DOCUMENT EXTRACT:
[START]
Postal/zip codes around the world don't follow a common pattern. In some countries they are made up by numbers, in others they can be combinations of numbers an letters, some can contain spaces, others dots, the number of characters can vary from two to at least six...

What you could do (theoretically) is create a seperate regex for every country in the world, not recommendable IMO. But you would still be missing on the validation part: Zip code 12345 may exist, but 12346 not, maybe 12344 doesn't exist either. How do you check for that with a regex?

You can't.


use these regx

$ZIPREG=array(
    "US"=>"^\d{5}([\-]?\d{4})?$",
    "UK"=>"^(GIR|[A-Z]\d[A-Z\d]??|[A-Z]{2}\d[A-Z\d]??)[ ]??(\d[A-Z]{2})$",
    "DE"=>"\b((?:0[1-46-9]\d{3})|(?:[1-357-9]\d{4})|(?:[4][0-24-9]\d{3})|(?:[6][013-9]\d{3}))\b",
    "CA"=>"^([ABCEGHJKLMNPRSTVXY]\d[ABCEGHJKLMNPRSTVWXYZ])\ {0,1}(\d[ABCEGHJKLMNPRSTVWXYZ]\d)$",
    "FR"=>"^(F-)?((2[A|B])|[0-9]{2})[0-9]{3}$",
    "IT"=>"^(V-|I-)?[0-9]{5}$",
    "AU"=>"^(0[289][0-9]{2})|([1345689][0-9]{3})|(2[0-8][0-9]{2})|(290[0-9])|(291[0-4])|(7[0-4][0-9]{2})|(7[8-9][0-9]{2})$",
    "NL"=>"^[1-9][0-9]{3}\s?([a-zA-Z]{2})?$",
    "ES"=>"^([1-9]{2}|[0-9][1-9]|[1-9][0-9])[0-9]{3}$",
    "DK"=>"^([D|d][K|k]( |-))?[1-9]{1}[0-9]{3}$",
    "SE"=>"^(s-|S-){0,1}[0-9]{3}\s?[0-9]{2}$",
    "BE"=>"^[1-9]{1}[0-9]{3}$",
    "IN"=>"^\d{6}$"
[END]
Stored data:
[START]
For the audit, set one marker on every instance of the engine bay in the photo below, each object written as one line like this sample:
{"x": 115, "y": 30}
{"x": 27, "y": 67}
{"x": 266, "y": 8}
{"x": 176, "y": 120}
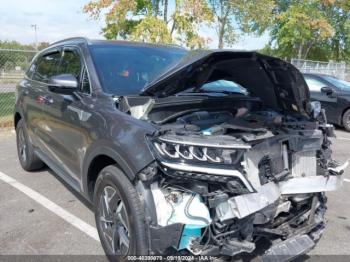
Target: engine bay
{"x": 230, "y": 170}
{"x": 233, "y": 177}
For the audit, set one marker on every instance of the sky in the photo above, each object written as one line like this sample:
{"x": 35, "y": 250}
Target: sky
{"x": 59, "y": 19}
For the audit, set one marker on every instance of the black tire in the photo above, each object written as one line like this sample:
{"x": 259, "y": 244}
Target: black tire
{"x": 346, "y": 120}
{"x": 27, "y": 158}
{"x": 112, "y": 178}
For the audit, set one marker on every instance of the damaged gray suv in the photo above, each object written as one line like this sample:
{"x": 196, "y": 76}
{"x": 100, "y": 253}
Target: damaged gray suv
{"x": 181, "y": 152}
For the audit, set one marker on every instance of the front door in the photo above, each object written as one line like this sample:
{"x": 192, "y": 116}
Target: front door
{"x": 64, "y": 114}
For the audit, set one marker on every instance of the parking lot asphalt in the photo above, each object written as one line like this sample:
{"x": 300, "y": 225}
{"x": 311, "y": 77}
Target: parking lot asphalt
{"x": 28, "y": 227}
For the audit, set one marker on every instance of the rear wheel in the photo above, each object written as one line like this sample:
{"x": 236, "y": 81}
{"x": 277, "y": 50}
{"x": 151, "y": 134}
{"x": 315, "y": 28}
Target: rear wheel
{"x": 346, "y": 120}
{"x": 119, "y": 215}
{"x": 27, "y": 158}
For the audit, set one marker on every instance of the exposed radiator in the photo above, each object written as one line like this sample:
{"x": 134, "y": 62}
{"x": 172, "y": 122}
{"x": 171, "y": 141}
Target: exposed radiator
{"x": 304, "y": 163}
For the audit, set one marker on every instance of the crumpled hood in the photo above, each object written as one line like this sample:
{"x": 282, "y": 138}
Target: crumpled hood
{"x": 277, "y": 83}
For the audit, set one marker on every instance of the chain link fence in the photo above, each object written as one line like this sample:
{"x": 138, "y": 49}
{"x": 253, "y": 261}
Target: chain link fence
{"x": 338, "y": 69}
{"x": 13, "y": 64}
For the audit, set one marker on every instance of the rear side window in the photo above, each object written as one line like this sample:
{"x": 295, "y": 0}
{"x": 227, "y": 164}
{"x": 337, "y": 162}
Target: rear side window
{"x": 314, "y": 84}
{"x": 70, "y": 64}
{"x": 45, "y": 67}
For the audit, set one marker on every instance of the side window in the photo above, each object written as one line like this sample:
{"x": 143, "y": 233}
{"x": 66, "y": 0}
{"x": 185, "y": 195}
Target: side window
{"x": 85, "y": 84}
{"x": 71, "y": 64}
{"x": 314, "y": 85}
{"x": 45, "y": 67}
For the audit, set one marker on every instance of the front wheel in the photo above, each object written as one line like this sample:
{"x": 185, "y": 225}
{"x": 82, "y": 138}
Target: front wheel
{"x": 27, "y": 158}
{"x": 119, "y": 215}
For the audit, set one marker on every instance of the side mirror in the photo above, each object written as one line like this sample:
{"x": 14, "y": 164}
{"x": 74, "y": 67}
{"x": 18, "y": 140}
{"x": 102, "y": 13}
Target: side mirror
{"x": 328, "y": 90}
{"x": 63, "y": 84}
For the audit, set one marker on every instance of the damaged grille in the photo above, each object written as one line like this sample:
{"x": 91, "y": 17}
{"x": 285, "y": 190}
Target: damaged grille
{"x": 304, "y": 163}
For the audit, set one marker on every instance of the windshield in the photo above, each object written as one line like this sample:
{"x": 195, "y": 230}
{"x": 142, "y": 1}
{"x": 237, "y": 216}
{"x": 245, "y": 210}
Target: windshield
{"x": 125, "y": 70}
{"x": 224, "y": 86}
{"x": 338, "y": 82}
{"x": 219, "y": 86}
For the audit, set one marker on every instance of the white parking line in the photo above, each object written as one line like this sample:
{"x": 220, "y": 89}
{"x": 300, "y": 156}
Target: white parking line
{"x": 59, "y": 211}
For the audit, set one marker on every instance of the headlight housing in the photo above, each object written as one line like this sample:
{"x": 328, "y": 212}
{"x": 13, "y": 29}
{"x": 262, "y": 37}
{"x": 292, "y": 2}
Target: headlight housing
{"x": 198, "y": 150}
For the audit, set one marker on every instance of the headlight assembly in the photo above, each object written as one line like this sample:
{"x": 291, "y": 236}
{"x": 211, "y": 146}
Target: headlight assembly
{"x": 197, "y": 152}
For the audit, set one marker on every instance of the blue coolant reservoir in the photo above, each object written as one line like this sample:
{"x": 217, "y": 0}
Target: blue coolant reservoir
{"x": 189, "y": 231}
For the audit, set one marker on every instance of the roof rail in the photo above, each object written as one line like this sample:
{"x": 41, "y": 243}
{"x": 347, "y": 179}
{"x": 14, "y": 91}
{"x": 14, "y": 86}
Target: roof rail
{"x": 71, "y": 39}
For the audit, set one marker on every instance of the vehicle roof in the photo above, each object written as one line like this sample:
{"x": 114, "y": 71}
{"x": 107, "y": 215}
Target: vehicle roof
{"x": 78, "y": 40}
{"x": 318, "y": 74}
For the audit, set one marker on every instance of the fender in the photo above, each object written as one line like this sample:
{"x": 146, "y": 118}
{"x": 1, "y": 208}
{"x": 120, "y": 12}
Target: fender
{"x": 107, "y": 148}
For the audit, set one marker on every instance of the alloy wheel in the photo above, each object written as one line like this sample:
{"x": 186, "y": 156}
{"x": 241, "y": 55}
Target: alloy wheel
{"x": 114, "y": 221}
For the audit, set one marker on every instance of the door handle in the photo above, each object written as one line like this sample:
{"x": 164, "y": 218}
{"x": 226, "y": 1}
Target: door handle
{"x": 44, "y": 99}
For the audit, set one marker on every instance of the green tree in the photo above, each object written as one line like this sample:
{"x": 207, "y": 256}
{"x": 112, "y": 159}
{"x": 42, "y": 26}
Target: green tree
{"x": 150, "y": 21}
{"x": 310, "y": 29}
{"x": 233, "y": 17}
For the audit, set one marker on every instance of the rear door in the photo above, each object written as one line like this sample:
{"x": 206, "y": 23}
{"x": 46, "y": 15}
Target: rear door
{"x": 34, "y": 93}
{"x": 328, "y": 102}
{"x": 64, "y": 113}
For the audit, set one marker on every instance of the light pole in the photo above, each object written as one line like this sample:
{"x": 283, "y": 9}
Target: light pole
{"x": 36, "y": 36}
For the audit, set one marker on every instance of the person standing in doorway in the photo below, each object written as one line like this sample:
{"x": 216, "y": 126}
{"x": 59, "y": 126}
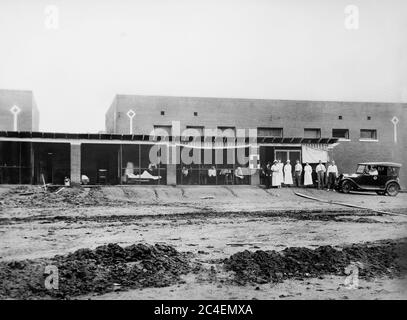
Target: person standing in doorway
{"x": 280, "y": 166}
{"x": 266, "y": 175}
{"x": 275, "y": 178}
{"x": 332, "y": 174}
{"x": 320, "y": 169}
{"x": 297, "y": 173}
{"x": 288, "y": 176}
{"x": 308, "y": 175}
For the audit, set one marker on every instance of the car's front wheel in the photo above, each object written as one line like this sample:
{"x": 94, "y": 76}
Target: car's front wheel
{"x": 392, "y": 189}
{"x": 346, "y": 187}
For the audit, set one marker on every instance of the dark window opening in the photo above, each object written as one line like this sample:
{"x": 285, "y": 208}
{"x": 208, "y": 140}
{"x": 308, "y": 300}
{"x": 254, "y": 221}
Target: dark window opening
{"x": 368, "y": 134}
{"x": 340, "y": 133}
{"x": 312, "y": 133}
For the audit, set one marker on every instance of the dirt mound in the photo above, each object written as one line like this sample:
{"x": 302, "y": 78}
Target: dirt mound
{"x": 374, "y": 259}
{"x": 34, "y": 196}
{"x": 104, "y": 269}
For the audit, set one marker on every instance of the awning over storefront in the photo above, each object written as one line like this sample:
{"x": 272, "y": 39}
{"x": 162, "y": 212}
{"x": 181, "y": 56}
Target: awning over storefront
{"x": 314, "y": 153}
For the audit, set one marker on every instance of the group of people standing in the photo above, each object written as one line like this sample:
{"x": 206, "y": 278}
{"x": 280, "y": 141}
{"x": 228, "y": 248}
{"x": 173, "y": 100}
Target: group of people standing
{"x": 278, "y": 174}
[END]
[START]
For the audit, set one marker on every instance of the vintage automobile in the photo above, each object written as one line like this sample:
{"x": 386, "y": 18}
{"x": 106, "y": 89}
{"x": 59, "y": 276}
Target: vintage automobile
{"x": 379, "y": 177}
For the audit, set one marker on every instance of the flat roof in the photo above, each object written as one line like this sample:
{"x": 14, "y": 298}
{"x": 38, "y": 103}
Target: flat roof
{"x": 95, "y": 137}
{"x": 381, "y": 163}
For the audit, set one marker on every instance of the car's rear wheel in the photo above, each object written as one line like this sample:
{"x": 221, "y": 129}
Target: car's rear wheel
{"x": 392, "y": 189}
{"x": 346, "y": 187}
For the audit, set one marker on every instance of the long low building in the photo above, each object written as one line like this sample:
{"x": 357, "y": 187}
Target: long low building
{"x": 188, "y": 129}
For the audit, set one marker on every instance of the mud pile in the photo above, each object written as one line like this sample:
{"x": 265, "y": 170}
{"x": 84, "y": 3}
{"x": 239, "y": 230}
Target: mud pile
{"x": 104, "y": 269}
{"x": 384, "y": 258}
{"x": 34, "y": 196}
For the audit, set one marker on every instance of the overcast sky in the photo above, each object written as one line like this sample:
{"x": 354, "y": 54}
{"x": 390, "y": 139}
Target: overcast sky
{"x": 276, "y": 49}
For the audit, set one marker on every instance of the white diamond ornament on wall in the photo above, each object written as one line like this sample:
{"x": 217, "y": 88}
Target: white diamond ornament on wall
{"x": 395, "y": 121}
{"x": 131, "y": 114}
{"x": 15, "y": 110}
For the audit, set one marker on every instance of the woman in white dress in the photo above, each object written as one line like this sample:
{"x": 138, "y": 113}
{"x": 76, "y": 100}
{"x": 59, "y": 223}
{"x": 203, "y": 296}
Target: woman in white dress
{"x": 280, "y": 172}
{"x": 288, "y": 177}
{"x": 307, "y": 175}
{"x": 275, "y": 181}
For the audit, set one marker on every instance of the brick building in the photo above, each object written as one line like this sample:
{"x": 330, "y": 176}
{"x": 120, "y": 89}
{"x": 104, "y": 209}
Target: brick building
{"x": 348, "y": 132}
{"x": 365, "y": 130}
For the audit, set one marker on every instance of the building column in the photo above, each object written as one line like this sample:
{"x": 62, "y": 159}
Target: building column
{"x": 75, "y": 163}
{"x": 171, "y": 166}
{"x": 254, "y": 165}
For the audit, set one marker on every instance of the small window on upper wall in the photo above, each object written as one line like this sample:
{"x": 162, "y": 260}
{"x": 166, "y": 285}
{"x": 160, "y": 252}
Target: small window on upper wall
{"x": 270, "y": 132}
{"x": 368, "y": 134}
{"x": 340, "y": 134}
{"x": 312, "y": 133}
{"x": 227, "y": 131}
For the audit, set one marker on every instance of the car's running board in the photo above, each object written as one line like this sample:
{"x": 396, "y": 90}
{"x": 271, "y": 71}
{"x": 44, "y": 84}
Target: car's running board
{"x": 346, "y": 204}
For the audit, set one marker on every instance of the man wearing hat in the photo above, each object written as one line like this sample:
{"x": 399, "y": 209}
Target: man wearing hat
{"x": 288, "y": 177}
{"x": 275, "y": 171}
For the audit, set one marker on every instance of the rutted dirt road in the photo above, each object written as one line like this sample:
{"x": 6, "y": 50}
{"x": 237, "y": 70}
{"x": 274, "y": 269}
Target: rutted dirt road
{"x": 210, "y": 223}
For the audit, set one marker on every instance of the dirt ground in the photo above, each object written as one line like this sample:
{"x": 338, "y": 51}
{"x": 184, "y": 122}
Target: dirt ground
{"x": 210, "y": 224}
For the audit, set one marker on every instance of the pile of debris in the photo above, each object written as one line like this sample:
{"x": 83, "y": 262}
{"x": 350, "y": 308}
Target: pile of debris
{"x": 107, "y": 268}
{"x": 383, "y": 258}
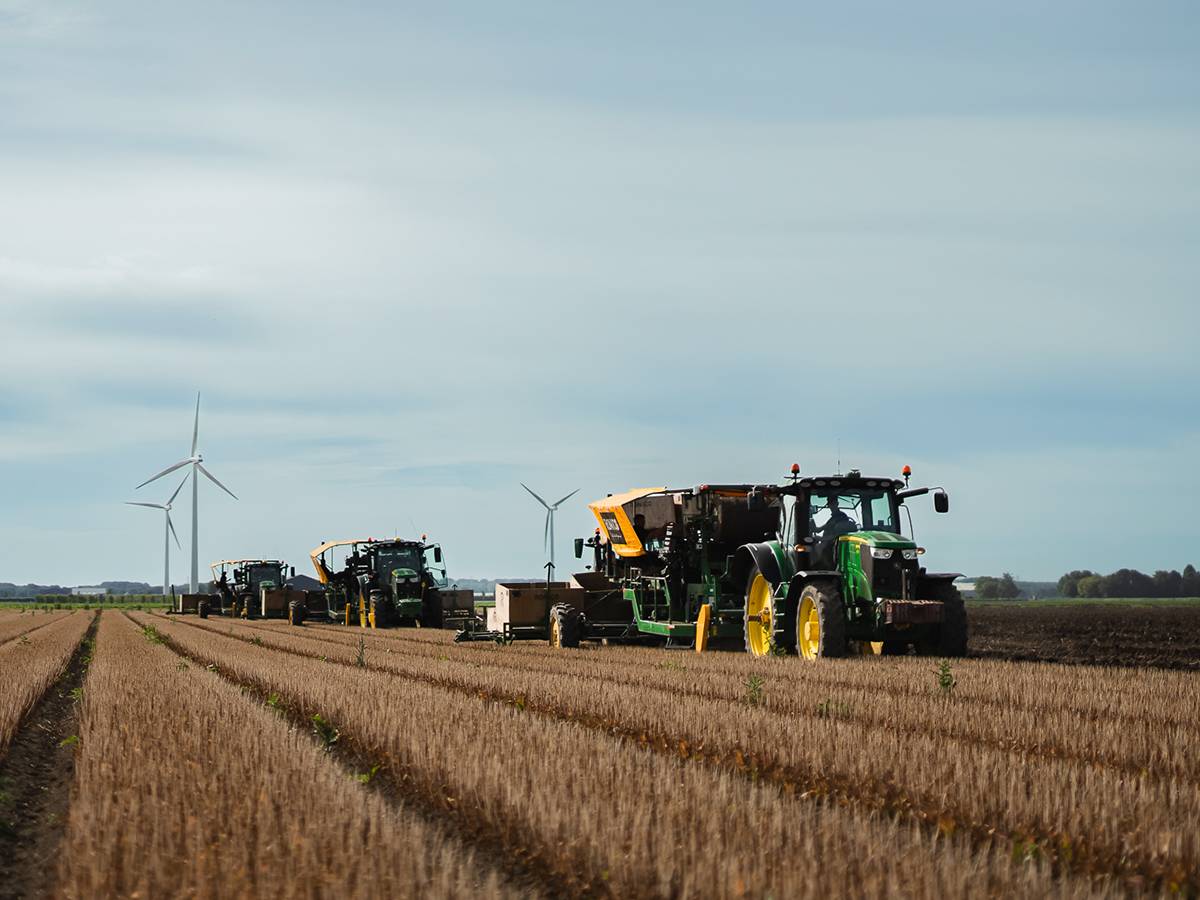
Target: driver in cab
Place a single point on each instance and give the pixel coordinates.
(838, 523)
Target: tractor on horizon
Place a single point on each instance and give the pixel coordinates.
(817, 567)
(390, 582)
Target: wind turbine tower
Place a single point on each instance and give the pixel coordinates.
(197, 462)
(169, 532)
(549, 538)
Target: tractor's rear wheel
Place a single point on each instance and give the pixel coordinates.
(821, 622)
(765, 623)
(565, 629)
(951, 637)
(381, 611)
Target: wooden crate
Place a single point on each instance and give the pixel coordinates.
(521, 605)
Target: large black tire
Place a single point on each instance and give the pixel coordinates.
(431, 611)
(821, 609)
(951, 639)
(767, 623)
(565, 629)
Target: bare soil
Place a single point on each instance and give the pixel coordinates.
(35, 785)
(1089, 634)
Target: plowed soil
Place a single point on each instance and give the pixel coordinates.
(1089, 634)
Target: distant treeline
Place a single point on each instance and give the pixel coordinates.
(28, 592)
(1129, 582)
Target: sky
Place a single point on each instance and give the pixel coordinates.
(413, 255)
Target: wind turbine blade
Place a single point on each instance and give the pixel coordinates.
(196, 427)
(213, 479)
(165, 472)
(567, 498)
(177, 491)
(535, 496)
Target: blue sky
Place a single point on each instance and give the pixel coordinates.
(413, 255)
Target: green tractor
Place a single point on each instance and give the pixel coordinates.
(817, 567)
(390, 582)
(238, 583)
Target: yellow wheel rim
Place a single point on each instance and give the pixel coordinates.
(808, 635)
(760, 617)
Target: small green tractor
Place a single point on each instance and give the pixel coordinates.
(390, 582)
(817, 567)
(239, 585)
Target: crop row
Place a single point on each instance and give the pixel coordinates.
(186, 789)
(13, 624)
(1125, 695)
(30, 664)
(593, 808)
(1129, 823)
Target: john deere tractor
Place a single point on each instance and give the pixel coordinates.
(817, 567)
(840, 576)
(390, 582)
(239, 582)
[END]
[START]
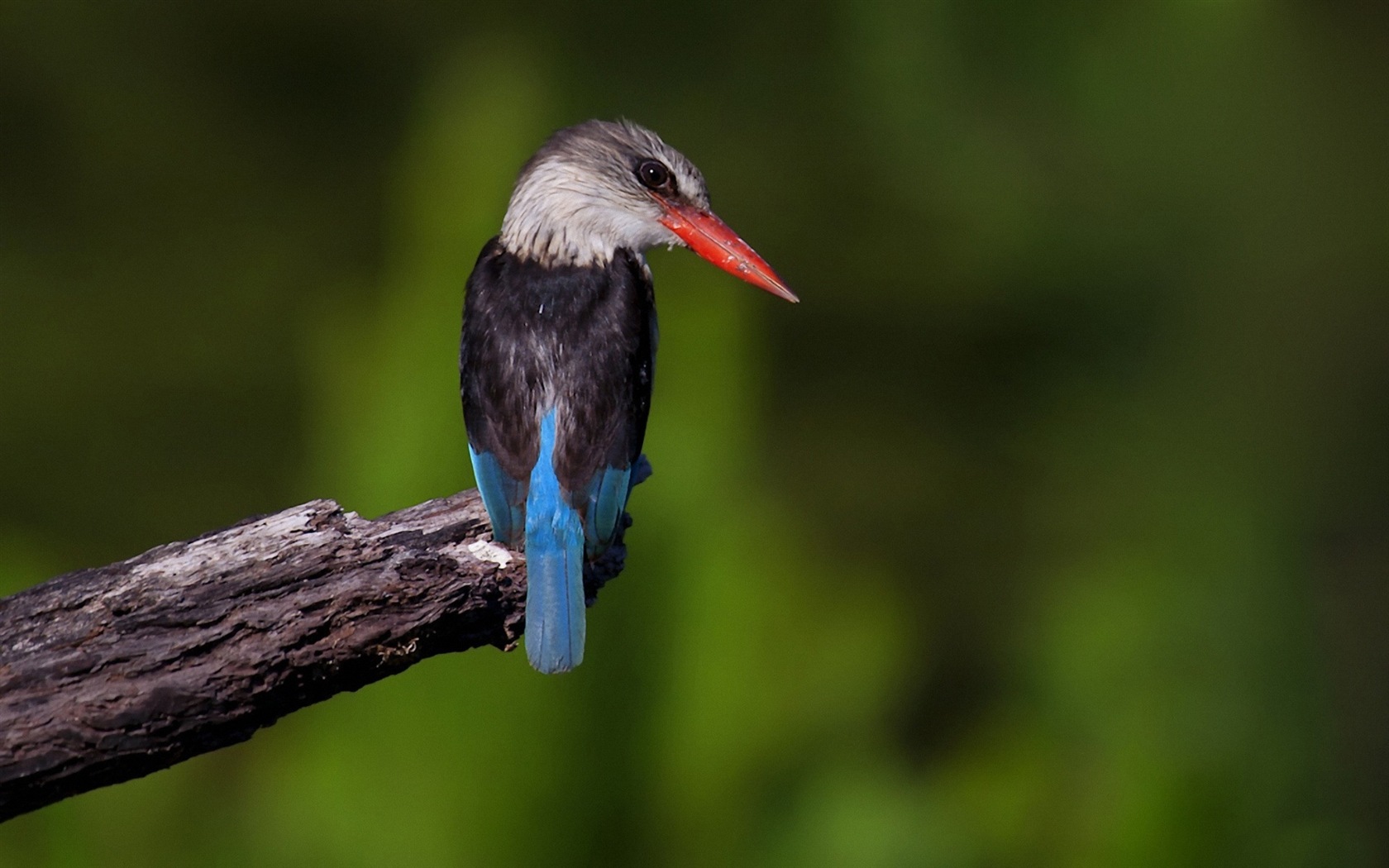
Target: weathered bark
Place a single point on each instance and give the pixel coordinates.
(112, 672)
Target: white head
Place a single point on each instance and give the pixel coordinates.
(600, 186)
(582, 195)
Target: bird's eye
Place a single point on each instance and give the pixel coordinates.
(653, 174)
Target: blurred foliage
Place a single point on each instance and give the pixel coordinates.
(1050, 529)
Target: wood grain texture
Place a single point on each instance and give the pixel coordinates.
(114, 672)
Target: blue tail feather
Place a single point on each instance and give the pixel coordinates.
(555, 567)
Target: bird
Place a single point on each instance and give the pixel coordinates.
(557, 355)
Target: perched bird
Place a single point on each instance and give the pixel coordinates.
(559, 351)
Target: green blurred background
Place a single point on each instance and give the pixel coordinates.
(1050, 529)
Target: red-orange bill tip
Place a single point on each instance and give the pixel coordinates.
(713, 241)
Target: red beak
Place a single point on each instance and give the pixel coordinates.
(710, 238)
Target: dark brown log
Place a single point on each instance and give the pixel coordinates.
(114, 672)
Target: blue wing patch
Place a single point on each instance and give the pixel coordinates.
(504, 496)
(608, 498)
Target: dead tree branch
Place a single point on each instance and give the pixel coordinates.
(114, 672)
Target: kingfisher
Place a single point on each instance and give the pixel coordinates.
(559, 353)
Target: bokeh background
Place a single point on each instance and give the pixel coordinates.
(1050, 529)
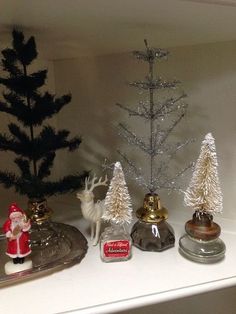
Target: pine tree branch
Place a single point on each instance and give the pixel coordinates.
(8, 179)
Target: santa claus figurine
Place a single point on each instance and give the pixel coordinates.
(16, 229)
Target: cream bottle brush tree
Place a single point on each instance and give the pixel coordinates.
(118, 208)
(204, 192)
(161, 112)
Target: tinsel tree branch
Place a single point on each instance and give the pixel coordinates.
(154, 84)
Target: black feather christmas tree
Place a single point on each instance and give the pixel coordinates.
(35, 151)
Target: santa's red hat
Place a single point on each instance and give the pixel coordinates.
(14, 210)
[END]
TASK REQUIREMENTS:
a) Answer these questions about the zip code thread:
(i) According to the thread, how many characters can a postal code have?
(ii) Which country key is paired with the pattern "^\d{6}$"?
(iii) How does the writer judge the idea of creating a separate regex for every country?
b) Revise a passage of the zip code thread. Begin at the words "What you could" and stop after "with a regex?". Replace "theoretically" with "in principle".
c) Does the zip code thread support each statement? Answer yes or no, and quote the words of the thread that decide it.
(i) A regex can check whether a particular zip code actually exists.
(ii) Some postal codes contain dots.
(iii) The German ("DE") pattern begins with the character ^.
These items play no part in the work on the zip code thread.

RESPONSES PER TASK:
a)
(i) From two to at least six.
(ii) IN.
(iii) As "not recommendable IMO".

b)
What you could do (in principle) is create a seperate regex for every country in the world, not recommendable IMO. But you would still be missing on the validation part: Zip code 12345 may exist, but 12346 not, maybe 12344 doesn't exist either. How do you check for that with a regex?

c)
(i) No: "How do you check for that with a regex? You can't."
(ii) Yes: "some can contain spaces, others dots"
(iii) No: "\b((?:0[1-46-9]\d{3})"